» **TAREA PLANTEADA**:
¿Cómo se traduce al inglés esta oración del texto sobre la docencia en Cuba: "En Cuba, los que nos dedicamos a la enseñanza, en cualquiera de los niveles de instrucción, no lo hacemos por dinero."?

─── PÁGINA

En Cuba, los que nos dedicamos a la enseñanza, en cualquiera de los niveles de instrucción, no lo hacemos por dinero. Por lo menos, no en primera instancia.
Descontando algunas docenas de profesionales selectos del gremio profesoral que viajan constantemente al extranjero como parte de las misiones del Ministerio de Educación y el Ministerio de Educación Superior, la mayoría de los miles de trabajadores del sector pedagógico sobreviven con ingresos que, aunque están por encima del salario mínimo interprofesional, no alcanzan siquiera para cubrir los gastos de la canasta básica de alimentos.
Esta verdad demoledora, que podría ser a no dudarlo una de las causas de los retrocesos que perciben muchos cubanos en el campo de la educación pública, universal, gratuita y laica, se ha intentado revertir con experimentos pedagógicos cosméticos que apenas han surtido efecto.
La irrupción de las clases televisadas, la entronización de la figura deficiente del profesor general integral en la enseñanza media y el traslado a La Habana de cientos o miles de profesionales del sector provenientes de otras provincias, sin olvidar la reincorporación de los maestros y profesores jubilados para cubrir el déficit de pedagogos en ciertos territorios, hablan a las claras de un fallo sistémico.
Los resultados negativos de los exámenes de ingreso a la educación superior, de los cuales participé ya fuese calificándolos o cuidándolos, y los escándalos recurrentes en la compraventa de los mismos, supone a su vez otro botón de muestra de cierto resquebrajamiento moral con una motivación económica y financiera en su base.
Aun cuando desde los ministerios comprometidos se insiste en minimizar el impacto de la crisis docente, algo se mueve en otra dirección. Hacer acto de negación de la situación educativa existente supone incurrir en un error de apreciación con graves repercusiones a corto plazo.

──────
─── LISTADO APORTADO

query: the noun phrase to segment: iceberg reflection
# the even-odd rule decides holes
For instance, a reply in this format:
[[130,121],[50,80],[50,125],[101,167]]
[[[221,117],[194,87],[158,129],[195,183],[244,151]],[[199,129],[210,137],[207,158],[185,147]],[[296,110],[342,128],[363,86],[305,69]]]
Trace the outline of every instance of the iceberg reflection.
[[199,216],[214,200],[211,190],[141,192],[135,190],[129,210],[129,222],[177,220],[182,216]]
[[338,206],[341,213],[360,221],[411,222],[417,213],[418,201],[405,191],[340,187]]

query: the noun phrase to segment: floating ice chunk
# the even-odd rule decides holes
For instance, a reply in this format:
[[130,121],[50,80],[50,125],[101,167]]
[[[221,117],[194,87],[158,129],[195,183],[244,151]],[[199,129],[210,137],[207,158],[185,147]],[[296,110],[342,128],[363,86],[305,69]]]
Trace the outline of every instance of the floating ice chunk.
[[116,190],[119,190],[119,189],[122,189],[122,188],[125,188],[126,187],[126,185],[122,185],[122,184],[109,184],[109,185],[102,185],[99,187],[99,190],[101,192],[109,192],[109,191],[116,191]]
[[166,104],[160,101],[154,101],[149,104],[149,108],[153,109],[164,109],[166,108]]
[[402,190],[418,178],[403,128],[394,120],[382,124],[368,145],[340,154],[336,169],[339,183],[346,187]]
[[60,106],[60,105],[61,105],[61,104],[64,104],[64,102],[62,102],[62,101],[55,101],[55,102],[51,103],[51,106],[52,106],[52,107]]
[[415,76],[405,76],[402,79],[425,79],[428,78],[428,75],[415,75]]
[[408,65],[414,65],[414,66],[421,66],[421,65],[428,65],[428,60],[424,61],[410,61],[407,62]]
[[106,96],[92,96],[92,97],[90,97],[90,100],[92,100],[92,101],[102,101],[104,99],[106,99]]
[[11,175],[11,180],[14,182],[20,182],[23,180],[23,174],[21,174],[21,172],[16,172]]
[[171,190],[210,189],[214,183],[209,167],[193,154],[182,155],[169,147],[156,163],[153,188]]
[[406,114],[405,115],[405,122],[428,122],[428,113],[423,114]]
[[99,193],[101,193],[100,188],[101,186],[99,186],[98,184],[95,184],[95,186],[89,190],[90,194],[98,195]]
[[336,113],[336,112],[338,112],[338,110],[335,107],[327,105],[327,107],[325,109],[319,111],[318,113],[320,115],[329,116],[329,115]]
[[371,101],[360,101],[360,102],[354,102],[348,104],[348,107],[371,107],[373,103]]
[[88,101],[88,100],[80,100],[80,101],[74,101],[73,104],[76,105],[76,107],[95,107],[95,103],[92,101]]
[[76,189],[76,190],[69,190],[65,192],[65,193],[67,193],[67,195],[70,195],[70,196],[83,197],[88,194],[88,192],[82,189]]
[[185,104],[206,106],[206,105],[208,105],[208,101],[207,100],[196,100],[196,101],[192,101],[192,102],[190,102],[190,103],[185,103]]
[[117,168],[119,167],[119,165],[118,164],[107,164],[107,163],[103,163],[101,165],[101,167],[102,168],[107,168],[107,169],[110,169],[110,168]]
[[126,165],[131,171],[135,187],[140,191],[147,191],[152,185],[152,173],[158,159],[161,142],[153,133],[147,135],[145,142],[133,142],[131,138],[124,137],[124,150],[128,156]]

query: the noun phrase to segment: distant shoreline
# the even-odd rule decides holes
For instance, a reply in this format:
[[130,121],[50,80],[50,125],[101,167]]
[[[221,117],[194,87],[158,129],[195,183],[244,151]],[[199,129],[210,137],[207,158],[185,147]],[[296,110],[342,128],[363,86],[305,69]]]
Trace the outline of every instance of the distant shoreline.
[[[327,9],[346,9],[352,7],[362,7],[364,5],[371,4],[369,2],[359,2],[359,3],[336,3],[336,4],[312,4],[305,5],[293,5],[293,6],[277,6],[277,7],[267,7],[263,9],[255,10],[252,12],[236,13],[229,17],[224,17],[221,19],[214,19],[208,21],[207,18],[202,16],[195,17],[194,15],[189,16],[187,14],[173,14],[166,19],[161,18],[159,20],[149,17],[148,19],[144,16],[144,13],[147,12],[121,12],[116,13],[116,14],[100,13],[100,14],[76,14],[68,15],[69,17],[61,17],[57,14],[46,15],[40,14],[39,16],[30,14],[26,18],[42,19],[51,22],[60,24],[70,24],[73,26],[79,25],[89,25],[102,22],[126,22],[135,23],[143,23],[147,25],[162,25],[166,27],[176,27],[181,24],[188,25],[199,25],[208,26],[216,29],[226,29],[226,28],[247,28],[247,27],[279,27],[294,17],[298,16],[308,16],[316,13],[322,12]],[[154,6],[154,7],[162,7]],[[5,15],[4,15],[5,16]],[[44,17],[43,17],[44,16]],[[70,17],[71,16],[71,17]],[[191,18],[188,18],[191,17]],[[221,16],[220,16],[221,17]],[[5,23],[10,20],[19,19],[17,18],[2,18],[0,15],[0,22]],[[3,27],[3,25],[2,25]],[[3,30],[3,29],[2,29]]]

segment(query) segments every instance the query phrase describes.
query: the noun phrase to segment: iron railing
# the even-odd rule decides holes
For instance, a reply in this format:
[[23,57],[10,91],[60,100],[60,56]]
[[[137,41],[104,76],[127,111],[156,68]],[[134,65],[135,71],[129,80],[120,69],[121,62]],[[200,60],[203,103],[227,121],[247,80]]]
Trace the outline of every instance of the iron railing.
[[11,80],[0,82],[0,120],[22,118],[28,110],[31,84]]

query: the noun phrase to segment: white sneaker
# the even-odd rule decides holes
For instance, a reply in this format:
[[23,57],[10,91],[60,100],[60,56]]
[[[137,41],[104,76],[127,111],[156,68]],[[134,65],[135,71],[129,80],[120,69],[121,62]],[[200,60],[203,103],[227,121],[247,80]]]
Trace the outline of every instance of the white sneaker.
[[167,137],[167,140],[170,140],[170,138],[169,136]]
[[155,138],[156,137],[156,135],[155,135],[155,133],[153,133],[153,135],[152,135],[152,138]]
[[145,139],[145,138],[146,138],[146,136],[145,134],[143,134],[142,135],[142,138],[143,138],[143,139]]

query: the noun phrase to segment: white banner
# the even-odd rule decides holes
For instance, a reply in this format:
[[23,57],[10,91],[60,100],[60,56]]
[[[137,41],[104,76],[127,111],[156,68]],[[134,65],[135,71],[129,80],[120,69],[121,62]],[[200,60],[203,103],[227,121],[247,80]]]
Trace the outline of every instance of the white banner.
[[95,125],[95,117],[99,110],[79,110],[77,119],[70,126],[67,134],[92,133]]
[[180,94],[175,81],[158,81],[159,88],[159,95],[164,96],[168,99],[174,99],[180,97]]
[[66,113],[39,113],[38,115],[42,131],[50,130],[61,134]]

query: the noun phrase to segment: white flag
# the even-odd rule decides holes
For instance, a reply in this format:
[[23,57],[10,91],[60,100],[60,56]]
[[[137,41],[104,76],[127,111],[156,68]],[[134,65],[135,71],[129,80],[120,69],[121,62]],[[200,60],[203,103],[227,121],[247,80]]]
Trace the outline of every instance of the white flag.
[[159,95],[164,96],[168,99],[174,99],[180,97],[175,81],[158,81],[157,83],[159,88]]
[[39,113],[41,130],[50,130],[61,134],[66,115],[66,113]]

──────

» **SOLUCIÓN**:
In Cuba, those of us who devote ourselves to teaching, at any level of instruction, do not do it for money.